* EXERCISE REQUIREMENTS *
Copy the part of the items that runs from their start through the line containing "[(356, 123)]", including both ends. Leave the pictures out of your copy.

## START GIVEN DATA

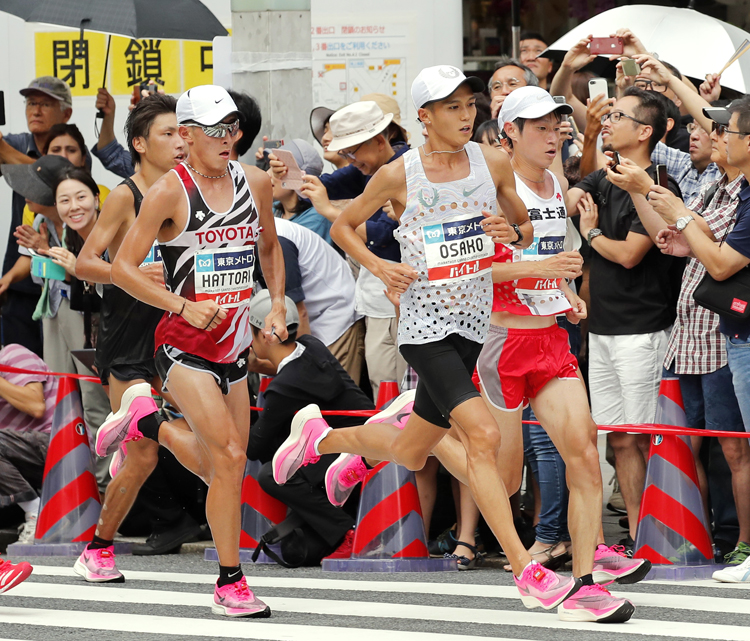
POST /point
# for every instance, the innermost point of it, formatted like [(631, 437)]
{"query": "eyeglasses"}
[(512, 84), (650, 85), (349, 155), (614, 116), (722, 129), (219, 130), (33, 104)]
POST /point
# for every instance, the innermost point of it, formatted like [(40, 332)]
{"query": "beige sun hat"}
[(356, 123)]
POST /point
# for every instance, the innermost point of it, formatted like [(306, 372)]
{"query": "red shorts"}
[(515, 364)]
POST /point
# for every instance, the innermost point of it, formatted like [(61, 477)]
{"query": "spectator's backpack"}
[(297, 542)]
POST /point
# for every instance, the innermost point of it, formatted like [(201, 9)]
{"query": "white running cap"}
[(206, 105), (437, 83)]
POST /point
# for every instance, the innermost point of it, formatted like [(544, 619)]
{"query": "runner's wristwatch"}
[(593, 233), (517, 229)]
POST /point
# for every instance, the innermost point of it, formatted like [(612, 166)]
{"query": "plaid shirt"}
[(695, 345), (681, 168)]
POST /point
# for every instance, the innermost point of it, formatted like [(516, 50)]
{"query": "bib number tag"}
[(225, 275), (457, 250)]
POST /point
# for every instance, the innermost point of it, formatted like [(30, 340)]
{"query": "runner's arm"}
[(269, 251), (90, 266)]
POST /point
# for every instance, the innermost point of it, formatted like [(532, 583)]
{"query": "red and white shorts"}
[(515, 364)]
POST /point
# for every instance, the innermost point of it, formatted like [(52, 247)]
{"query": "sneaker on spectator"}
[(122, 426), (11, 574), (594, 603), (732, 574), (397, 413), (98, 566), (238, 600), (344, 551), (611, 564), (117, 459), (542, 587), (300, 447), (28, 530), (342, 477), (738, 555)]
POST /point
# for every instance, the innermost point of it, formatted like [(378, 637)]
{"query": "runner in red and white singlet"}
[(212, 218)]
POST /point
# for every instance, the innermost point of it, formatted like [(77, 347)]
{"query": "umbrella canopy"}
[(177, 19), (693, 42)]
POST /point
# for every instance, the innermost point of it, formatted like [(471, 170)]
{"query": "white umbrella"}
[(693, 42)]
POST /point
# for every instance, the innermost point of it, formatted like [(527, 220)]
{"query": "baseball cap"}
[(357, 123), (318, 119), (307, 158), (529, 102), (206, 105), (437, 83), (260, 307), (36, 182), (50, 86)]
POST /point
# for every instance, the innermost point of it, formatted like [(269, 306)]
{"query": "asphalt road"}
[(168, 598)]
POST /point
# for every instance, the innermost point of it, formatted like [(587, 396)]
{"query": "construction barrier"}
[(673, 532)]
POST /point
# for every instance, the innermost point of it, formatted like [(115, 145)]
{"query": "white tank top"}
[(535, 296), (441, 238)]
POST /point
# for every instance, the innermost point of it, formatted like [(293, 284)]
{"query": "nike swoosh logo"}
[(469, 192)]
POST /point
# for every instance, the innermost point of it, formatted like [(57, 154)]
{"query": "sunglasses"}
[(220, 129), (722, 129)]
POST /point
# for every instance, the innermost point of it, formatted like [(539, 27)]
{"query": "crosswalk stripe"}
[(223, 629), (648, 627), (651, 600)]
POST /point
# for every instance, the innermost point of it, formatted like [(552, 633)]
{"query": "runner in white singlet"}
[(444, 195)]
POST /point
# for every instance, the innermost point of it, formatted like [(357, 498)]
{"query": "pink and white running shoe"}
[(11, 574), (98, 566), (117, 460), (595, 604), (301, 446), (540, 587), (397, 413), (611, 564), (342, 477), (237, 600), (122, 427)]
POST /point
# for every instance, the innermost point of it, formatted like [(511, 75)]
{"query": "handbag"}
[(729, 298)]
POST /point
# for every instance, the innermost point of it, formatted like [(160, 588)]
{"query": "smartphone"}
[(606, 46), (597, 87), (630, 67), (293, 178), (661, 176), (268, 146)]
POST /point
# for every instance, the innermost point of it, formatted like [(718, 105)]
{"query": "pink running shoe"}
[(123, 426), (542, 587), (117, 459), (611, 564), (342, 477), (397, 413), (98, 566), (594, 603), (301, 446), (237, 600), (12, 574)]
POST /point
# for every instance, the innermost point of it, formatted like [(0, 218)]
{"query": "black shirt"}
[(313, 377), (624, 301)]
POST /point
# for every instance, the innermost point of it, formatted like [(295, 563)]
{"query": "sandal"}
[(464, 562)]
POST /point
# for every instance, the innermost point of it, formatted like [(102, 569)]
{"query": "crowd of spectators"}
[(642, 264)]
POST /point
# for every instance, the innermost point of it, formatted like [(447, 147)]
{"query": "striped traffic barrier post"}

## END GIVEN DATA

* SOLUTION TO THE EXERCISE *
POST /point
# for every instance, the innermost point of it, formatted like [(631, 437)]
{"query": "eyeglasses"}
[(512, 84), (650, 85), (349, 155), (614, 116), (722, 129), (219, 130), (33, 104)]
POST /point
# for every instance, the innermost point of it, formatted like [(40, 332)]
{"query": "beige sun hat"}
[(356, 123)]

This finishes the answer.